---------- Selected extract ----------
Archiving an Epidemic by Robb Hernández

Archiving an Epidemic by Robb Hernández

Author:Robb Hernández
Language: eng
Format: epub
Publisher: NYU Press


Figure 4.1. Joey Terrill, Four Men I Could Have Asked to Marry Me (2015), acrylic painting. Photograph courtesy of the artist.

More than an analysis of Terrill’s alternative archival practices and his creative antecedents, this chapter also unfurls the vital relationship between the artist, archive, collector, and home interior. Rather than enter a familiar collection studies discourse with a penchant for social capital analysis and the discerning eye of elite taste cultures, I expose another area not yet explored in this study: Chicanx collecting practices reformed around historic and contemporary signifiers of same-sex desire and contagion.9 As gay human geographer Andrew Gorman-Murray suggests, “While home continues to be understood as a site of self-construction, it is no longer seen as a fixed unchanging space which ‘stores’ traditional values.… Home is a constant state of becoming, remade over and over again through processes called homemaking.”10 Producing the “fantasmatic space of homosexuality,” as Richard Meyer terms Robert Mapplethorpe’s remodeled living space with its sexually charged furnishings often quoted in his oeuvre, queer collectors make home and in turn “construct” the self with Terrill’s speculative ruminations on life pre- and post-infection.
----------
Work item A -> In the Archiving an Epidemic excerpt, which publisher is listed for the book?
Work item B -> Reproduce the Archiving an Epidemic excerpt between "Author:Robb Hernández" and "of the artist.", inclusive.
---------- Given data ----------
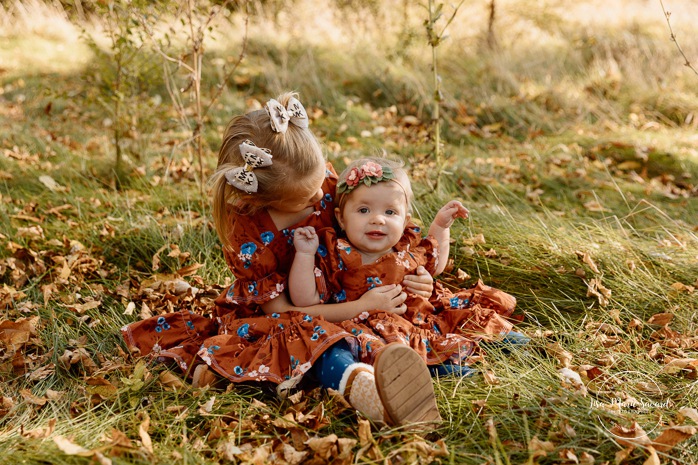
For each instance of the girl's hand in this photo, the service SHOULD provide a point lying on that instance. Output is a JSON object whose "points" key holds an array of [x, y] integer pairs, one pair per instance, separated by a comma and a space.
{"points": [[421, 283], [305, 240], [388, 298], [449, 212]]}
----------
Your solution A -> NYU Press

Your solution B ->
Author:Robb Hernández
Language: eng
Format: epub
Publisher: NYU Press


Figure 4.1. Joey Terrill, Four Men I Could Have Asked to Marry Me (2015), acrylic painting. Photograph courtesy of the artist.